[Task details] In the records below, substitute "Reminder to students" for every "Note to the class" and reproduce all the lines with nothing else altered, leaving out the pictures.
-------- Stored records
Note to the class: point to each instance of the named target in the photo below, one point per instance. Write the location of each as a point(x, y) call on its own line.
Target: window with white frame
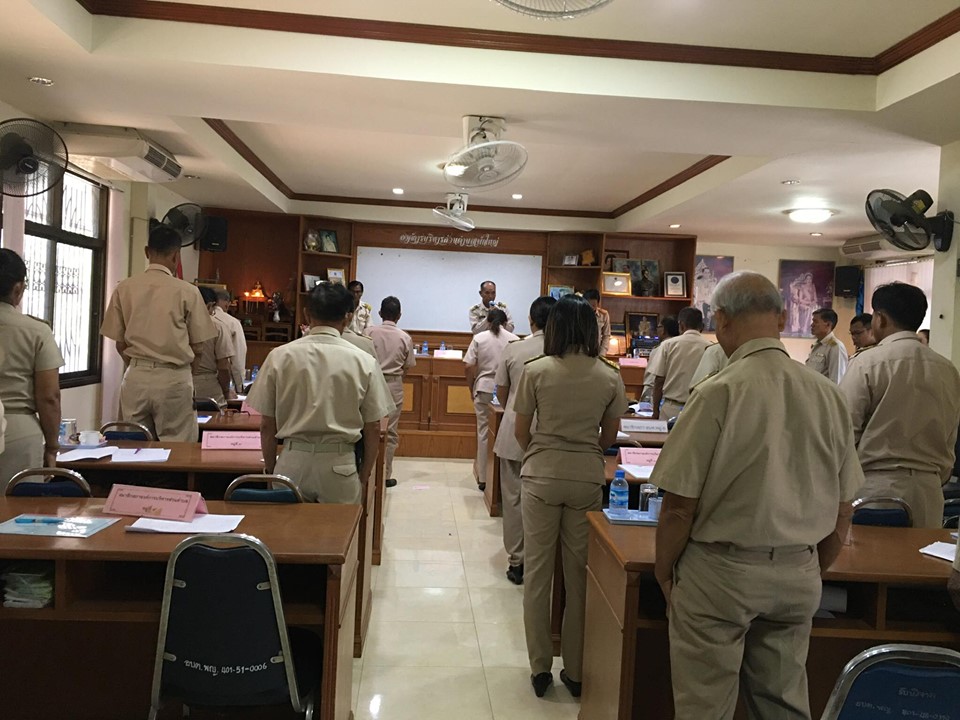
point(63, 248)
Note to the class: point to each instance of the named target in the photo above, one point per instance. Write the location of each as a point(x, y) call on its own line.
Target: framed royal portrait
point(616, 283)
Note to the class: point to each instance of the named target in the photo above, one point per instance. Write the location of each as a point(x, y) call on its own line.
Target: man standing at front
----------------
[Response to the task]
Reminder to students: point to each instance of the named target in the photo below, one point per instance. Write the location of each as a point(x, y) call on its own line.
Target: window with white frame
point(63, 248)
Reminder to students: point to each instance of the named target in the photo above, one point per instance. Write the location of each as a point(x, y) call on its own line.
Target: framed royal portrait
point(616, 283)
Reminder to students: point to each instance of the named target in the photo above, one point per instance. Write the location of each as a point(x, y) call on its own line.
Target: man standing at front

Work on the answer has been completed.